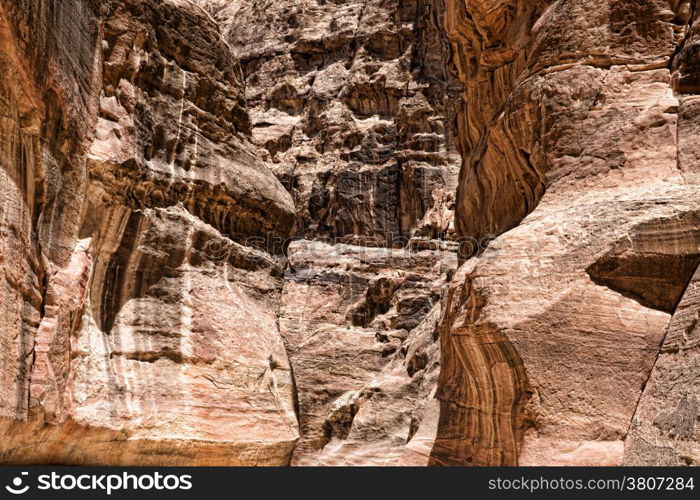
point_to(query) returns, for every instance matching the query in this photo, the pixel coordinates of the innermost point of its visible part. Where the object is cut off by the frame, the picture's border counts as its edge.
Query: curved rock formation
(146, 329)
(368, 232)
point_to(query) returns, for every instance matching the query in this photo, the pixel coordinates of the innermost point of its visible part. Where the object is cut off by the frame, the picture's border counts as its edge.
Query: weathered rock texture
(139, 323)
(353, 107)
(346, 315)
(549, 337)
(156, 157)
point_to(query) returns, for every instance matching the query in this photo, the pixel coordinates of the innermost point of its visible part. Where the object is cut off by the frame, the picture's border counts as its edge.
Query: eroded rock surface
(147, 333)
(549, 337)
(349, 316)
(158, 158)
(353, 107)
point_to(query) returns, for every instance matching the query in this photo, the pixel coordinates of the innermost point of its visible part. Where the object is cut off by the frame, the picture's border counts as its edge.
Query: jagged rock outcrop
(142, 329)
(158, 158)
(353, 108)
(664, 429)
(346, 313)
(549, 337)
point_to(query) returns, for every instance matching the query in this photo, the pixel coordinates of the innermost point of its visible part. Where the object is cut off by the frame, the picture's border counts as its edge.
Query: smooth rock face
(352, 105)
(549, 337)
(427, 232)
(140, 326)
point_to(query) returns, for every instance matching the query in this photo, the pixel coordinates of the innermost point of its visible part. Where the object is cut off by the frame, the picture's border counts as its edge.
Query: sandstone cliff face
(142, 326)
(159, 157)
(550, 336)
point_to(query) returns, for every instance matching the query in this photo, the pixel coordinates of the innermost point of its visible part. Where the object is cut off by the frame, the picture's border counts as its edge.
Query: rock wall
(576, 141)
(142, 327)
(230, 232)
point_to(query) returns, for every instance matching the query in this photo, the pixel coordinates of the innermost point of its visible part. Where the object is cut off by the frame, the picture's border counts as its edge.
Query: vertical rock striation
(157, 158)
(550, 335)
(142, 328)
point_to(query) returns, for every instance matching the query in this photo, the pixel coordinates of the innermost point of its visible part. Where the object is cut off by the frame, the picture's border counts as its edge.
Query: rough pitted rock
(353, 107)
(142, 328)
(549, 337)
(156, 157)
(346, 315)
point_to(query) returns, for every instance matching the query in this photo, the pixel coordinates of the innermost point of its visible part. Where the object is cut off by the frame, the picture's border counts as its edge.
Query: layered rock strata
(549, 337)
(142, 327)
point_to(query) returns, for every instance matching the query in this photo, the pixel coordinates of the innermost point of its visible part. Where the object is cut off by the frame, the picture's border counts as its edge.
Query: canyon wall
(579, 150)
(369, 232)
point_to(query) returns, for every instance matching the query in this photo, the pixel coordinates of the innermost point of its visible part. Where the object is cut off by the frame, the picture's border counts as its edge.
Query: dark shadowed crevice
(654, 265)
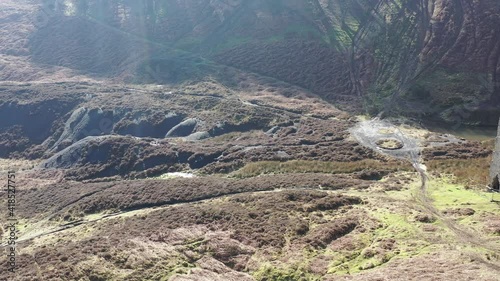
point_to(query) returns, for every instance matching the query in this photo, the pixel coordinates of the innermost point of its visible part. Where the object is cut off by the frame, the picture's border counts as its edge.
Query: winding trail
(368, 132)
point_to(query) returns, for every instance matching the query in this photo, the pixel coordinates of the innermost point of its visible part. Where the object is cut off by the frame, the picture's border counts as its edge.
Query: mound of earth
(391, 144)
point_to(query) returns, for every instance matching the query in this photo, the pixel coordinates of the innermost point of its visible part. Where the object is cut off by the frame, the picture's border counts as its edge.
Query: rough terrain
(224, 140)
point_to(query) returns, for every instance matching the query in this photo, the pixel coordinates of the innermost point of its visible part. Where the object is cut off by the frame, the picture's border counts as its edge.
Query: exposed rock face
(495, 164)
(82, 123)
(434, 58)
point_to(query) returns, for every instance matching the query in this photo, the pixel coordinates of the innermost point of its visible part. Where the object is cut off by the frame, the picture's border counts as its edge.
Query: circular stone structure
(390, 144)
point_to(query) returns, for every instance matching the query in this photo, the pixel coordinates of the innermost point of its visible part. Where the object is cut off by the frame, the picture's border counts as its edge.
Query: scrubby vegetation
(298, 166)
(473, 173)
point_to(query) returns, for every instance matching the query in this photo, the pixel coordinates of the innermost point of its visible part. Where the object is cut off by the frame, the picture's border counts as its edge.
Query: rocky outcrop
(82, 123)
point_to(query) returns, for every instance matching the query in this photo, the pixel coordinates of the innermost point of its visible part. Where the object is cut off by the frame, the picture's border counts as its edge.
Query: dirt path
(368, 132)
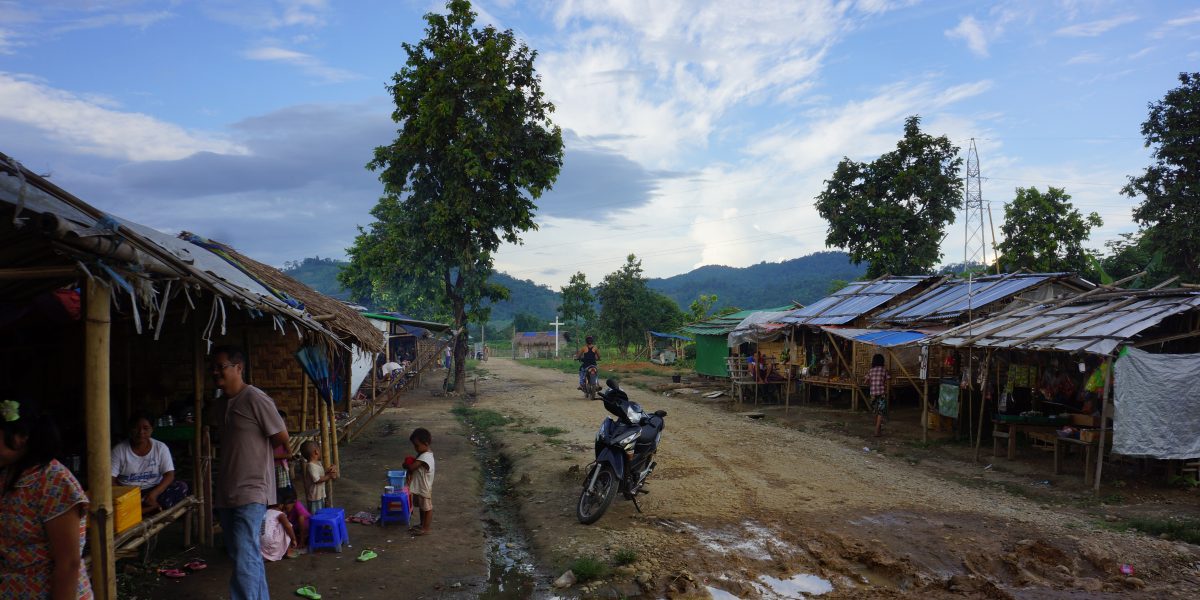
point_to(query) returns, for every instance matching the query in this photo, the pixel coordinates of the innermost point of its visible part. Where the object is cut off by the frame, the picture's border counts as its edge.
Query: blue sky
(697, 132)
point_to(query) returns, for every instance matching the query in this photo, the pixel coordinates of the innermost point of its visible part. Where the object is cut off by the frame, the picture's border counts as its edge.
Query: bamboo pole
(1105, 414)
(100, 460)
(198, 420)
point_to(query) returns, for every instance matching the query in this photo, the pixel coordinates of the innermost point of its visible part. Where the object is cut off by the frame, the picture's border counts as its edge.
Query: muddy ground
(738, 508)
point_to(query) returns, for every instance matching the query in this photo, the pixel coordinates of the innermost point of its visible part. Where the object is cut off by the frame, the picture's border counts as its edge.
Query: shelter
(538, 345)
(665, 348)
(111, 315)
(1098, 323)
(712, 340)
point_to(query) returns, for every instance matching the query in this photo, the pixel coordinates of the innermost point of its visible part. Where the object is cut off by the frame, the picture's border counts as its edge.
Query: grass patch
(480, 418)
(588, 568)
(624, 556)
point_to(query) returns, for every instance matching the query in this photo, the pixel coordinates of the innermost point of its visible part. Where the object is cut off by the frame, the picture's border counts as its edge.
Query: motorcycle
(591, 381)
(624, 455)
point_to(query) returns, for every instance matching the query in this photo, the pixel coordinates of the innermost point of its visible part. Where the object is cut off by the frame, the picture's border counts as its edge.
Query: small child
(420, 479)
(277, 539)
(316, 475)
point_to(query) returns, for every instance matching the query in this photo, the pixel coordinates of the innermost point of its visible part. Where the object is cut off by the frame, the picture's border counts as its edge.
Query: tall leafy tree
(579, 304)
(475, 148)
(1045, 233)
(1170, 186)
(892, 213)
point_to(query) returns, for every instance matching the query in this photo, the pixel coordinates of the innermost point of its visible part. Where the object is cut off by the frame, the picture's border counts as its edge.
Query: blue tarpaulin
(670, 336)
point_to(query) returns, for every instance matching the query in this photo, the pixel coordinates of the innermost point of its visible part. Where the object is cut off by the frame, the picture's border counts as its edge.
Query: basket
(396, 479)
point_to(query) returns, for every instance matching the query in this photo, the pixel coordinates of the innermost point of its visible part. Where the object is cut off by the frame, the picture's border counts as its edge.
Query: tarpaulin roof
(724, 324)
(958, 297)
(855, 300)
(883, 337)
(1096, 324)
(670, 336)
(756, 327)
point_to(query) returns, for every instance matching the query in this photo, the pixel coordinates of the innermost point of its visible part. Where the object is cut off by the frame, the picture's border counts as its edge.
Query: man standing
(250, 426)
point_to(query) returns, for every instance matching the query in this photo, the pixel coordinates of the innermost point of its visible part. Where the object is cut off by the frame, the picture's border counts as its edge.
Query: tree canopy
(1170, 186)
(892, 213)
(1045, 233)
(475, 148)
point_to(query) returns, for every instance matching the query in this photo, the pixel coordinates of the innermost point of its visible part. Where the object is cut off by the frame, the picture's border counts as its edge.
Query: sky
(696, 132)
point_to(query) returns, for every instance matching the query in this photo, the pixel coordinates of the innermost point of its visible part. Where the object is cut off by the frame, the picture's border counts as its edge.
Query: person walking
(250, 427)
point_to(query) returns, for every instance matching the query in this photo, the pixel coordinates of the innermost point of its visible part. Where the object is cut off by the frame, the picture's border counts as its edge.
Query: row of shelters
(981, 354)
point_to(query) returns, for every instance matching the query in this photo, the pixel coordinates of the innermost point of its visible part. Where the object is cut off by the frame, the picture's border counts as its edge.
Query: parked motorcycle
(591, 381)
(624, 450)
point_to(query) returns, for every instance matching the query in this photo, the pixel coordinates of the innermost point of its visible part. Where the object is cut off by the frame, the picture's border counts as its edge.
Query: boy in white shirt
(420, 479)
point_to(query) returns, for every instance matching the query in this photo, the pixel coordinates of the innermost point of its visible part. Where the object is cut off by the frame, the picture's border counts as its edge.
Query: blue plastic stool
(327, 529)
(394, 508)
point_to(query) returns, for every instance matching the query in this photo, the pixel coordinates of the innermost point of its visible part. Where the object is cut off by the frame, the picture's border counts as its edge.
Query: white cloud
(306, 63)
(1085, 58)
(84, 126)
(1095, 28)
(1187, 19)
(970, 31)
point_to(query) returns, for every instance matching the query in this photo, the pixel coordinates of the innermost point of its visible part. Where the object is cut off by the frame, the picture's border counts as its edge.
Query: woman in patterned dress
(43, 511)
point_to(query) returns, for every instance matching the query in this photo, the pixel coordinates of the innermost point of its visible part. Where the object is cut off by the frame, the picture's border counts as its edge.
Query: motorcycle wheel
(594, 499)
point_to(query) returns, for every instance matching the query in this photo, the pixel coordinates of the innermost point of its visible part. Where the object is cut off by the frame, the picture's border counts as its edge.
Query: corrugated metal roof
(955, 298)
(853, 301)
(1096, 328)
(724, 324)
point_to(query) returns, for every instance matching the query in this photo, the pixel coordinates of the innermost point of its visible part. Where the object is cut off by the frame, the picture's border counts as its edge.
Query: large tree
(577, 301)
(892, 213)
(1045, 233)
(1170, 187)
(475, 148)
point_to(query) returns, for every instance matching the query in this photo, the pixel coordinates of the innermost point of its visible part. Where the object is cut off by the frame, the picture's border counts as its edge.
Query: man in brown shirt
(250, 426)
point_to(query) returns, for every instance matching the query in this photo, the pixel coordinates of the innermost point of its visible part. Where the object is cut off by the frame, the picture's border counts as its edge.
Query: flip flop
(309, 592)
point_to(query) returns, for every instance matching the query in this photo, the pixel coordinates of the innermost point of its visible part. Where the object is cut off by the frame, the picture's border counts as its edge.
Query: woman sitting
(43, 511)
(145, 462)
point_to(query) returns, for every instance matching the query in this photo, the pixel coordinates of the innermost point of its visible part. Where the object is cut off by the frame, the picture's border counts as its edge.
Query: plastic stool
(394, 508)
(327, 529)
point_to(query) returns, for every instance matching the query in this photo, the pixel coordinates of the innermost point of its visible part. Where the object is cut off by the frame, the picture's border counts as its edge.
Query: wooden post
(198, 424)
(100, 461)
(1105, 414)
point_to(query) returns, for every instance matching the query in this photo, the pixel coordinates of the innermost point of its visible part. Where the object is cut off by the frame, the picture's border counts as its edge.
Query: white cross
(556, 323)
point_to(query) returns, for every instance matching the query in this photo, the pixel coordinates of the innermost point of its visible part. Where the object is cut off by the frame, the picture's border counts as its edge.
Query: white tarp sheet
(1157, 405)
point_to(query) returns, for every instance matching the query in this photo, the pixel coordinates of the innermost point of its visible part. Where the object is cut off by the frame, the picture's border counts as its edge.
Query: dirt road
(742, 508)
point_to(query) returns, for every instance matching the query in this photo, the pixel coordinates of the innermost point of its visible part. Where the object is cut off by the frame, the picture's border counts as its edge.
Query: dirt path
(736, 502)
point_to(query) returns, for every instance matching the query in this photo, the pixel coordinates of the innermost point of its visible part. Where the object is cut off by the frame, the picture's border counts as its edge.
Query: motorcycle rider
(589, 355)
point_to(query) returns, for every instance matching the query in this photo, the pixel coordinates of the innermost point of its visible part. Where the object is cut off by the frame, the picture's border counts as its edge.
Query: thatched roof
(347, 323)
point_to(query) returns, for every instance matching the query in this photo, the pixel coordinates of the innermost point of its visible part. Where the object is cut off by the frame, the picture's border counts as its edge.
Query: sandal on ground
(309, 592)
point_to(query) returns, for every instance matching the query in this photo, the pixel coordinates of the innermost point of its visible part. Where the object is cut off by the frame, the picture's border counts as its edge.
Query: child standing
(277, 538)
(877, 379)
(420, 479)
(316, 475)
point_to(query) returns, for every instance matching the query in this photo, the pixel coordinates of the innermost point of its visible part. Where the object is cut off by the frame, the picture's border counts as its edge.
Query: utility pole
(556, 323)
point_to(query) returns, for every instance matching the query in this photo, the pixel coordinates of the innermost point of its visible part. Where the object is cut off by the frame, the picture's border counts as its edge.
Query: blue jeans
(241, 527)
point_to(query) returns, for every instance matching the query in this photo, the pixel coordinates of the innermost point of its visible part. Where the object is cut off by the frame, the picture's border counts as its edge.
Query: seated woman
(145, 462)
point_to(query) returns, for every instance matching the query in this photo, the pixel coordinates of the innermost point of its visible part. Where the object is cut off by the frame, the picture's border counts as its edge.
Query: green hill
(802, 280)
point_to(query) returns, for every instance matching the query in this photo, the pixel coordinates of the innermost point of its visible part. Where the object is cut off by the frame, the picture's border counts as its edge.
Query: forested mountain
(802, 280)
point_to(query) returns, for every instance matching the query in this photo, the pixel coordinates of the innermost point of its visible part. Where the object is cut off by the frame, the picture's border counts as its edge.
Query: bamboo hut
(148, 306)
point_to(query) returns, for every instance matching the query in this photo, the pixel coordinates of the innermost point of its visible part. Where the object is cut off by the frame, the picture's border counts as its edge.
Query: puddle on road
(511, 573)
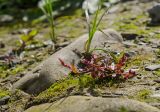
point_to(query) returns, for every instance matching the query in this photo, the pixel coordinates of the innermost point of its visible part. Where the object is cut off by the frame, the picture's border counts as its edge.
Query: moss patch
(4, 93)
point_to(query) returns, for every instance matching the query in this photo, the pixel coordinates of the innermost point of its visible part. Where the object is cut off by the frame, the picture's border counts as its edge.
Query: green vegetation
(61, 87)
(46, 7)
(3, 93)
(92, 27)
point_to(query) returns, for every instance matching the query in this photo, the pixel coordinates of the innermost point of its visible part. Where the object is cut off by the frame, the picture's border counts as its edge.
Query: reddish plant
(101, 67)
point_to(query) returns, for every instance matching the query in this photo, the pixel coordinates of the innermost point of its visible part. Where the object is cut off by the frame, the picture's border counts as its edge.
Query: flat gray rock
(93, 104)
(51, 70)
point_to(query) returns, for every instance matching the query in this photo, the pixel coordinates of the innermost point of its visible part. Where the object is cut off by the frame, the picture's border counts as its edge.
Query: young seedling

• • • • • • •

Task details: Collect every line of the material above that contains the string "tree", and treat uppercase and lowercase letters as different.

Response to this task:
Query: tall leafy tree
Query: tree canopy
Query: large tree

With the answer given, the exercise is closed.